[PROBLEM STATEMENT] Return each line of the records below in which the string "blurred" turns up.

* * *

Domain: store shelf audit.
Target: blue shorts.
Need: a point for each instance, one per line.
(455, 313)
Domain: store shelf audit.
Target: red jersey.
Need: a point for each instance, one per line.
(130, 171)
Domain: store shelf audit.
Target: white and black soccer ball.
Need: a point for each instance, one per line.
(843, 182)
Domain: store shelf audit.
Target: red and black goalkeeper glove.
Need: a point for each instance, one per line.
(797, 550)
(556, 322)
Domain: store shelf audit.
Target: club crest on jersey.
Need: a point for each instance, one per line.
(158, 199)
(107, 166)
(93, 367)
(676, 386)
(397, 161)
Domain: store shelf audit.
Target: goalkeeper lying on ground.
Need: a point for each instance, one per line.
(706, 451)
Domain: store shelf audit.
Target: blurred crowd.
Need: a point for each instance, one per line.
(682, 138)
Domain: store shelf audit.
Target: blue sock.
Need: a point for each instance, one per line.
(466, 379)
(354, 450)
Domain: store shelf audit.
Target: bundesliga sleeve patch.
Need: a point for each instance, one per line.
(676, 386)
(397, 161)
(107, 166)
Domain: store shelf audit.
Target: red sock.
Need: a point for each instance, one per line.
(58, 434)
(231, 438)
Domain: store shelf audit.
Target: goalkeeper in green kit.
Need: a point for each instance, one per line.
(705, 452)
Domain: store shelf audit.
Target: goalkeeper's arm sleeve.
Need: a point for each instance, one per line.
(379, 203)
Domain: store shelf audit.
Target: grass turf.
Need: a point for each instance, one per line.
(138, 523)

* * *

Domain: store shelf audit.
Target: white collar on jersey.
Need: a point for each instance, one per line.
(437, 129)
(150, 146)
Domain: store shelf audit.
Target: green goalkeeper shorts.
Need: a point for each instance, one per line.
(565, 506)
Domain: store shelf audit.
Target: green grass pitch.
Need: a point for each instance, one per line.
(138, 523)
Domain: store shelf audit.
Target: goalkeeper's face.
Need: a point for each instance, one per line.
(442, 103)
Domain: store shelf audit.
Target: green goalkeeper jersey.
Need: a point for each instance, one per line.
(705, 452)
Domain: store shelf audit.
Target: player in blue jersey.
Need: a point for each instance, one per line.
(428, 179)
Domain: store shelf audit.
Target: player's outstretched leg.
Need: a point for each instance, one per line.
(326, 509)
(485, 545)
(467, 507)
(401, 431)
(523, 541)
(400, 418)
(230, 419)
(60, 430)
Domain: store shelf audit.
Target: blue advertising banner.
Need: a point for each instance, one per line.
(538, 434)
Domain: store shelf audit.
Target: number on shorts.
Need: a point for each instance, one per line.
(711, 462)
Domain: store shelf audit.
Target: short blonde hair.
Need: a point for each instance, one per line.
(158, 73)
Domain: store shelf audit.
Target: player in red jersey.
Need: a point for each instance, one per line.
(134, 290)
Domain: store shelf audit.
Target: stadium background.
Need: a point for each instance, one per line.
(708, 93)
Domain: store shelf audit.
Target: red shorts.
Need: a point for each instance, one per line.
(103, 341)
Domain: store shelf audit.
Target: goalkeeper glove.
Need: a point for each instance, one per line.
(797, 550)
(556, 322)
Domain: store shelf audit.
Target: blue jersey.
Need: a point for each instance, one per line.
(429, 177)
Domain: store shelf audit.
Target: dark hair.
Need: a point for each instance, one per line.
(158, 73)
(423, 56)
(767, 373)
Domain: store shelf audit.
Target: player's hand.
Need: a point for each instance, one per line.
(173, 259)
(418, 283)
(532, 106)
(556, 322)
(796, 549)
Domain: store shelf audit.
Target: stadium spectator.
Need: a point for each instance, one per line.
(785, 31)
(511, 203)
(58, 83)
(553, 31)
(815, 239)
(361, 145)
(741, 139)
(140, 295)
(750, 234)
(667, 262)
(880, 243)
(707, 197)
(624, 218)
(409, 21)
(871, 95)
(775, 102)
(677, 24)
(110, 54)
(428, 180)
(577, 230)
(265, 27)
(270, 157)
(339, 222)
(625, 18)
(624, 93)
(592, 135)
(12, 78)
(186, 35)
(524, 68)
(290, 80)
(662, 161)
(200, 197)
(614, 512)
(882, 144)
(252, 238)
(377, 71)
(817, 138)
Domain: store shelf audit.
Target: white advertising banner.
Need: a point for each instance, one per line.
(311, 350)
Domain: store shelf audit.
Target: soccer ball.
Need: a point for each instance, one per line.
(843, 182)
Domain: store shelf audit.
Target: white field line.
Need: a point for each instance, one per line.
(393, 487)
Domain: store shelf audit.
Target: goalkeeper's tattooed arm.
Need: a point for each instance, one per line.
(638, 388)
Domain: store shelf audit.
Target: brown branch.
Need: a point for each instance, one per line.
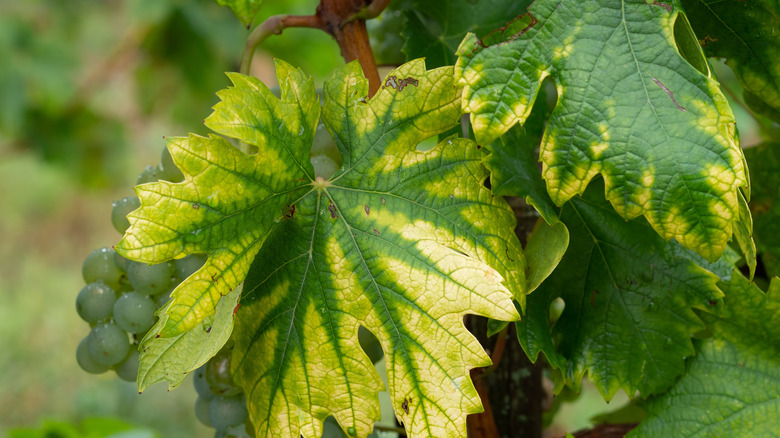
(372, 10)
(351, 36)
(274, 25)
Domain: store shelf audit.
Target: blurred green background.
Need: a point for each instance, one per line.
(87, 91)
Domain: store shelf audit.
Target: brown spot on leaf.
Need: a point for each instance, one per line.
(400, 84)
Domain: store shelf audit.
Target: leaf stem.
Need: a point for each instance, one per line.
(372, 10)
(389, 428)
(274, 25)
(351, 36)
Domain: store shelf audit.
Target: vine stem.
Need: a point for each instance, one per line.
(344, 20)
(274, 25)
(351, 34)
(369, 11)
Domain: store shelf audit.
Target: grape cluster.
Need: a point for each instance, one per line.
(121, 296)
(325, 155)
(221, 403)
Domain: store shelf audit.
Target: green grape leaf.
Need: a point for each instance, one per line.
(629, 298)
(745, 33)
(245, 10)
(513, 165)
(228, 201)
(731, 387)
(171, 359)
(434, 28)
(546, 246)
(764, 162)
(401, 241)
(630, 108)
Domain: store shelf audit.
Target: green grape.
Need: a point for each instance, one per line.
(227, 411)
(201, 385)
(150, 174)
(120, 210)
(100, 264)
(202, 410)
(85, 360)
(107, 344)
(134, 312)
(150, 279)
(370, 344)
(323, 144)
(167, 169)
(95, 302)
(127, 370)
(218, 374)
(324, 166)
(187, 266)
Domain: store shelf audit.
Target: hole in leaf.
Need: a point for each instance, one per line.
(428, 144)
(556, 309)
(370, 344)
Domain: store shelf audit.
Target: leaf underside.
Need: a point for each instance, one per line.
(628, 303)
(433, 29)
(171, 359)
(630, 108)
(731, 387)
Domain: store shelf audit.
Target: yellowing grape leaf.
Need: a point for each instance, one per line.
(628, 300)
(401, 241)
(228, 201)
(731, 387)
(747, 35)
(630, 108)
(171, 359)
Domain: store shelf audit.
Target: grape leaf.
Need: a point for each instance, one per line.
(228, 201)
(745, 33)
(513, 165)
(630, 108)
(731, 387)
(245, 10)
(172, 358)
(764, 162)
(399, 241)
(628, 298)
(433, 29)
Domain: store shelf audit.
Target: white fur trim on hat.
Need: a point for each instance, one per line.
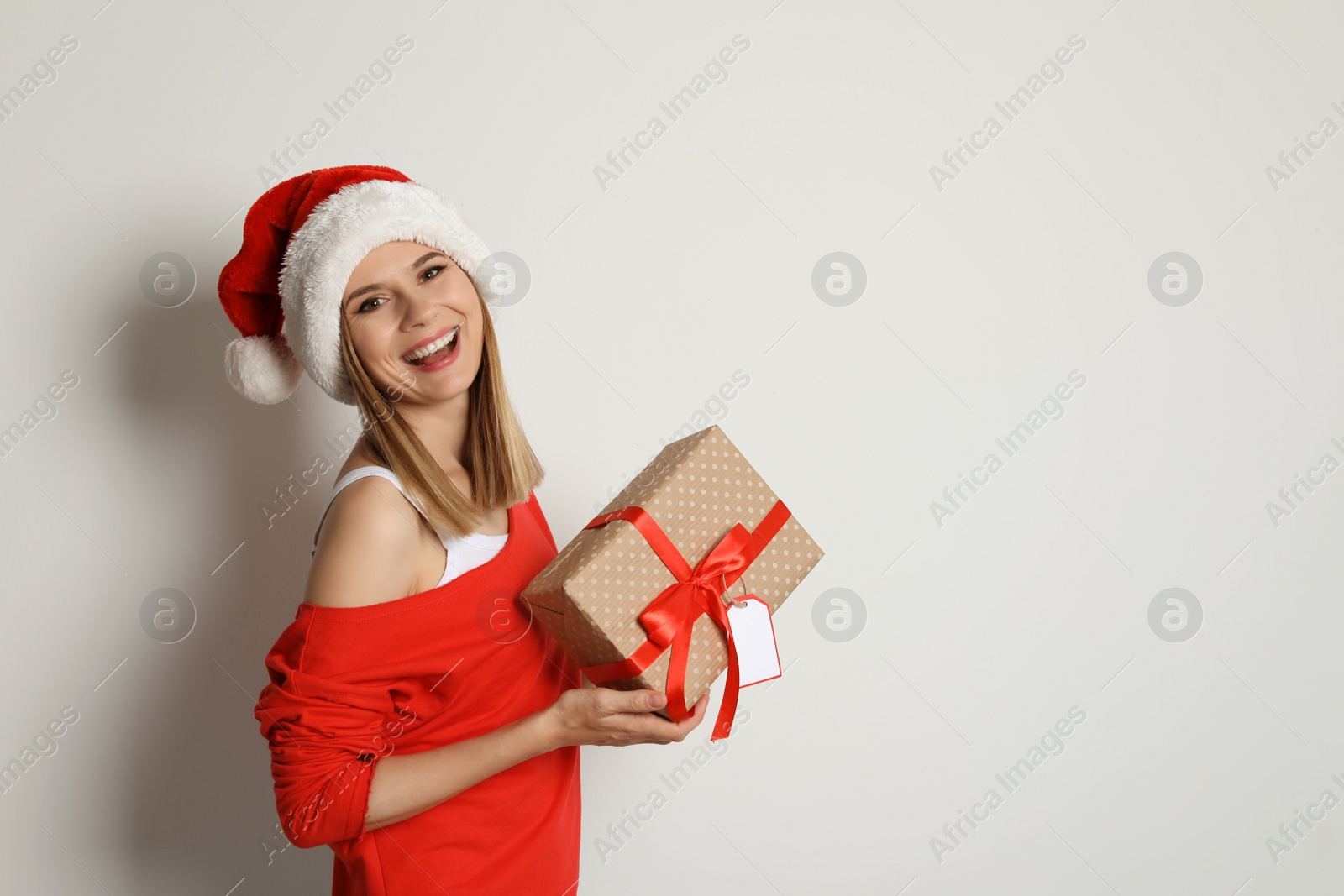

* * *

[RESPONSE TO THE EXERCISE]
Target: blurred crowd.
Target: blurred green background.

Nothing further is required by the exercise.